### Task set
[A] Rewrite the part of the concert review that opens with the words containing "Eloe Omoe are" and closes with "stay fairly interesting.", swapping "drummer" for "percussionist".
[B] Write the next part of the concert review, starting after its final sentence.

Heathen Shame is another noise act, a three-piece comprising Wayne and Kate from Twisted Village and a trumpeter. Now, I'm not a great fan of the trumpet as a musical instrument, but it turns out to be a killer noise instrument! He does a lot of weird, jagged, fast flurries of notes, screwing around with muting and with pedals. (Is that a wah pedal on a trumpet?!?) Kate and Wayne play mostly delicious washes of tuned feedback on guitars, varying distortion levels and occasionally scraping the strings against whatever's to hand.
Eloe Omoe are a drummer and a bassist, so you could be forgiven for mistaking them for a "rhythm section" until you hear them play. I made this mistake the first time I saw them, and it colored my perception of them rather badly. This time, I have a better idea what to expect, so I can appreciate the traces of rhythm that sometimes creep into what the drummer is doing, rather than fixating on the spastic blasts that take up most of his time. The bass is chunky, incredibly loud and distorted. It's not really tonal, more a dark, muddy slurry of notes, but the texture is again very interesting, particularly with the brighter drum sounds to set it off. They kind of only have one trick, but over the course of a short set they stay fairly interesting.

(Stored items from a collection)
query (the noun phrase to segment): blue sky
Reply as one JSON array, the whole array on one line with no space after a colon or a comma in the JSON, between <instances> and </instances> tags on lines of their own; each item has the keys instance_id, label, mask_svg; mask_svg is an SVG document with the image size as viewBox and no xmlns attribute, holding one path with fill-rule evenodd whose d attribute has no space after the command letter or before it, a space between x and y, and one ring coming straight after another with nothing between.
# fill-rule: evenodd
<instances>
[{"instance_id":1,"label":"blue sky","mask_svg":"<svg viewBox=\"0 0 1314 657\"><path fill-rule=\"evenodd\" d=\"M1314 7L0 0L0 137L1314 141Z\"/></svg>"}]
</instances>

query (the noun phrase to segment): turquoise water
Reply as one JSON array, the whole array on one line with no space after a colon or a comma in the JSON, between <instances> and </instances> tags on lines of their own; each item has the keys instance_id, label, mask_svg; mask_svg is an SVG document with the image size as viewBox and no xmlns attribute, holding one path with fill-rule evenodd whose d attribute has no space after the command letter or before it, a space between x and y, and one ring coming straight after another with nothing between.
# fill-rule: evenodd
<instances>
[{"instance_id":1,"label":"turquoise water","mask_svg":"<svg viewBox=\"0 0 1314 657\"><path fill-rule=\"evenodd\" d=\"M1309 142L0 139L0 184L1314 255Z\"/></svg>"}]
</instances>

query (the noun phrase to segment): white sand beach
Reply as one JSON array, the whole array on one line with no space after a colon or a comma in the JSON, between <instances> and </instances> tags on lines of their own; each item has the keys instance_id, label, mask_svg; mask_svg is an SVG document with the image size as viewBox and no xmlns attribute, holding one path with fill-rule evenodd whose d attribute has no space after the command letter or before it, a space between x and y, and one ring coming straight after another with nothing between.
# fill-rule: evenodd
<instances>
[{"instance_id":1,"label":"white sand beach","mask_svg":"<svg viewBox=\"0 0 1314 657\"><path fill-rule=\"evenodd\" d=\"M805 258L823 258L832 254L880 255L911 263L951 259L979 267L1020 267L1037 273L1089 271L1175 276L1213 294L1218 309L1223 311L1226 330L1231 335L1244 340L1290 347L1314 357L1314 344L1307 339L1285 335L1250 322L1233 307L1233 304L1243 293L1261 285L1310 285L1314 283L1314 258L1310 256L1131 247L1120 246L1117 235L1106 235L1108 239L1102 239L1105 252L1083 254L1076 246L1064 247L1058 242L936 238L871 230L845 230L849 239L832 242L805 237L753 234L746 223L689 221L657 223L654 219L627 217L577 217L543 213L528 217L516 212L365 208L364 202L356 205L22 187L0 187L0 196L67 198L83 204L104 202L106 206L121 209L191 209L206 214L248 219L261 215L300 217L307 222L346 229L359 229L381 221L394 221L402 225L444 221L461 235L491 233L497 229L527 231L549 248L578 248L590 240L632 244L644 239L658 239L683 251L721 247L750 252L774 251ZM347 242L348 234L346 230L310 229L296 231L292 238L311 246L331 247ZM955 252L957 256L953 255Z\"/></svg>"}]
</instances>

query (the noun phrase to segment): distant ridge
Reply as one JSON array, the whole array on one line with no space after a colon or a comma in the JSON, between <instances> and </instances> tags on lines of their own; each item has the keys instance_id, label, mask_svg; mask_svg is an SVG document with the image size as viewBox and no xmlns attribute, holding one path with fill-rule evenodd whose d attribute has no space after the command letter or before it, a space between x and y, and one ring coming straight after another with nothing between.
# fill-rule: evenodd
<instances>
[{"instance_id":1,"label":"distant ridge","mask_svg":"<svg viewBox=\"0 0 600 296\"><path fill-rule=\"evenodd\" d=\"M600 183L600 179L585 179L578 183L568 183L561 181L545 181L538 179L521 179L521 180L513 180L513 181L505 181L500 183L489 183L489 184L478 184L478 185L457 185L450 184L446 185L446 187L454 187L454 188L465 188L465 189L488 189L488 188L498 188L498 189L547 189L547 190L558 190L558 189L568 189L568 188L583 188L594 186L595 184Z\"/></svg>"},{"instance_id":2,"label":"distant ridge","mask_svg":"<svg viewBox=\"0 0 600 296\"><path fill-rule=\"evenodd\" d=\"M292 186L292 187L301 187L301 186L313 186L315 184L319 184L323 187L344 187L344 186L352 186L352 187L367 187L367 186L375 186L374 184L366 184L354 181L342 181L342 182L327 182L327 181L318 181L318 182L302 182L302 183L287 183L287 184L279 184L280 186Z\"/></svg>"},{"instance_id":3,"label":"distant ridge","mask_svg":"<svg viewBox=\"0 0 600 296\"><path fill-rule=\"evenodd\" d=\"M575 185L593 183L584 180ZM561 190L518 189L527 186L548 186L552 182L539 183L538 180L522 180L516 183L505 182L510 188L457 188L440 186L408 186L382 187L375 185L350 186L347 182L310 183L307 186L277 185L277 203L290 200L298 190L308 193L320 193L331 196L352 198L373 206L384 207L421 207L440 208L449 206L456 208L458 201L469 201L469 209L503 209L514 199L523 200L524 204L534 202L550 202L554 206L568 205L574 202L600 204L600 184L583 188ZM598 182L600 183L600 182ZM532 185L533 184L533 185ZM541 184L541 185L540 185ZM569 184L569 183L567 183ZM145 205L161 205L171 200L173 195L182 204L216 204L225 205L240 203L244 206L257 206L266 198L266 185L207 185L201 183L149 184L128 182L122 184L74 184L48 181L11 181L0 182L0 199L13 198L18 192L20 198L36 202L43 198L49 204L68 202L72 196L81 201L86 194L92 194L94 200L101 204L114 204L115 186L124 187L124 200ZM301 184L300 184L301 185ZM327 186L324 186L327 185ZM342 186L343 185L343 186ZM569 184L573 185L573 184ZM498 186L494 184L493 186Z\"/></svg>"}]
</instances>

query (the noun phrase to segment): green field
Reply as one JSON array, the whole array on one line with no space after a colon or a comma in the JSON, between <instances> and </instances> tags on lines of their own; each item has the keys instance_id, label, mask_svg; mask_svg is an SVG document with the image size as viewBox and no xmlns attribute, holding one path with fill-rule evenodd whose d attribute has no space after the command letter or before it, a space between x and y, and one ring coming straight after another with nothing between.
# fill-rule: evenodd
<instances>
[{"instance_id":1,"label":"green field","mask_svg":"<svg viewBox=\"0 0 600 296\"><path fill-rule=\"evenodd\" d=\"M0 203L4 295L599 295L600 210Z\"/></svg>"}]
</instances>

### Answers
[A]
Eloe Omoe are a percussionist and a bassist, so you could be forgiven for mistaking them for a "rhythm section" until you hear them play. I made this mistake the first time I saw them, and it colored my perception of them rather badly. This time, I have a better idea what to expect, so I can appreciate the traces of rhythm that sometimes creep into what the percussionist is doing, rather than fixating on the spastic blasts that take up most of his time. The bass is chunky, incredibly loud and distorted. It's not really tonal, more a dark, muddy slurry of notes, but the texture is again very interesting, particularly with the brighter drum sounds to set it off. They kind of only have one trick, but over the course of a short set they stay fairly interesting.

[B]
After all that, I rather expect Miminokoto to be a noise act. Instead, they're a Japanese psych-rock trio; my second this week! Miminokoto seem to have two modes. When the singer/guitarist is singing, it's pretty straightforward, he doesn't have the greatest voice, and I get pretty bored. Then he uncorks fabulous, exploratory, mind-twisting guitar solos. Just really weird, really interesting stuff. Every song, I find myself thinking, "Okay, I'm tired, this is enough, maybe I should leave." And then he gets to the solo, and I'm enthralled.